■ Extracted entries

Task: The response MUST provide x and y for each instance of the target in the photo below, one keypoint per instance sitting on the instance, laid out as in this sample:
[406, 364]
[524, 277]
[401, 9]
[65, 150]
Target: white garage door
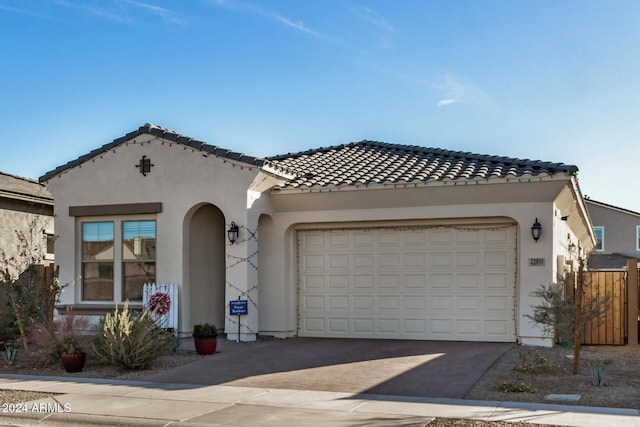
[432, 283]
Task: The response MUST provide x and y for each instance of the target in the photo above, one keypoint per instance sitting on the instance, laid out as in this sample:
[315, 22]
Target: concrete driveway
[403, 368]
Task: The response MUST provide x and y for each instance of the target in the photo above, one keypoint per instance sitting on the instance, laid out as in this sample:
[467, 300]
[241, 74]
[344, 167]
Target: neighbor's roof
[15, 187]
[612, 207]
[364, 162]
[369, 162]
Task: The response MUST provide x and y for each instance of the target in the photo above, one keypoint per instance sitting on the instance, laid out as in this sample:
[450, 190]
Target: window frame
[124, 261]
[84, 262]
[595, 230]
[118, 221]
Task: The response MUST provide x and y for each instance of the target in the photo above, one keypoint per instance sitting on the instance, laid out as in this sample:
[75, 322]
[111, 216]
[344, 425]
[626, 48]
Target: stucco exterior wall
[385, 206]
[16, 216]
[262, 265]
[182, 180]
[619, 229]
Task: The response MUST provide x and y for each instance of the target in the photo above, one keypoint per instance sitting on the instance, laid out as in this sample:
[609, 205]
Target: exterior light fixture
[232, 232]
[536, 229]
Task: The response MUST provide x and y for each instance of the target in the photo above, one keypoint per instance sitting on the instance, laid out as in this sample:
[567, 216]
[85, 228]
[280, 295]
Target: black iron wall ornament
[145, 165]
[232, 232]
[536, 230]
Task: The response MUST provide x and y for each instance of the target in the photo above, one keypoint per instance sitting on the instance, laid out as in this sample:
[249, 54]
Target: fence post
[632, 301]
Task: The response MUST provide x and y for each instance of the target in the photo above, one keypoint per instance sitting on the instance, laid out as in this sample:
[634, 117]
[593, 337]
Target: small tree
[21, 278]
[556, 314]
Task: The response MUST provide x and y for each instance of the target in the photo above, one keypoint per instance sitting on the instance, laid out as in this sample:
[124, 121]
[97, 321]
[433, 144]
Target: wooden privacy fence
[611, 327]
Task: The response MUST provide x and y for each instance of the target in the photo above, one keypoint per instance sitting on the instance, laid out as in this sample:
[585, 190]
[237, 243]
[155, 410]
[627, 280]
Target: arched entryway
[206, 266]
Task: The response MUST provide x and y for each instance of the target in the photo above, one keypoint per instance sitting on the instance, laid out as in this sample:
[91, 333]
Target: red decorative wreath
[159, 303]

...

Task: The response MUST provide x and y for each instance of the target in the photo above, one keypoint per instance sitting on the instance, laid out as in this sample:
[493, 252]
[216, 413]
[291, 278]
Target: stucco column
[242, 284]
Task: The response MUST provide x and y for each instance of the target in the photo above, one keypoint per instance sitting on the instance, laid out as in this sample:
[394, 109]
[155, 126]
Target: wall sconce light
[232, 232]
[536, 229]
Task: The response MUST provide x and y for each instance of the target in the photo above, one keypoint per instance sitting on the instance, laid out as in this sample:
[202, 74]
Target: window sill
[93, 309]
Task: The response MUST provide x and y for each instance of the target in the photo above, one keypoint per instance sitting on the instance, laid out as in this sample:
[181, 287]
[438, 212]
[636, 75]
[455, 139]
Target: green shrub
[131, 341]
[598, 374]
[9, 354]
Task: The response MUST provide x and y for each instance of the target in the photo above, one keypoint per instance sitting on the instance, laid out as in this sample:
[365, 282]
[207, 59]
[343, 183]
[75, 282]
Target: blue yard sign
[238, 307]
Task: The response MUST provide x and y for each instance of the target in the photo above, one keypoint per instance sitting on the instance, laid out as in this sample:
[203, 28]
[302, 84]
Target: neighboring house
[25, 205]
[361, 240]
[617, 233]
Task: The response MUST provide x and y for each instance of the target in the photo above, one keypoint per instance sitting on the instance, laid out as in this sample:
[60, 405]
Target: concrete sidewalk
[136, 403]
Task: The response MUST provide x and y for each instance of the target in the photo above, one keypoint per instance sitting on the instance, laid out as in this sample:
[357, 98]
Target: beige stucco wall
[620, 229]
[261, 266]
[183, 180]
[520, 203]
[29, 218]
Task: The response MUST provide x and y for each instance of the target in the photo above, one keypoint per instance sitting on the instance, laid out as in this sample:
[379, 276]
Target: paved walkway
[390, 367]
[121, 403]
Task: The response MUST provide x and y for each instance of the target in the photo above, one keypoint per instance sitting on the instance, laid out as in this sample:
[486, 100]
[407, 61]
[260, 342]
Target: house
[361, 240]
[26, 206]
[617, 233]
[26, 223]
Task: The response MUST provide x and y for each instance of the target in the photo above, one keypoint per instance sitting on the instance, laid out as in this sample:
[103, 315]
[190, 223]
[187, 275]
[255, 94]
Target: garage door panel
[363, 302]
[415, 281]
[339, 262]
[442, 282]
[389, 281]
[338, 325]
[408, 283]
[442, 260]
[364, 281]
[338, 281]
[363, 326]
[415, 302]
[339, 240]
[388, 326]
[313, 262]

■ EXERCISE PROMPT
From the entries above, copy each line that contains the word "concrete".

■ ANSWER TO THE PROBLEM
Target: concrete driveway
Target: concrete sidewalk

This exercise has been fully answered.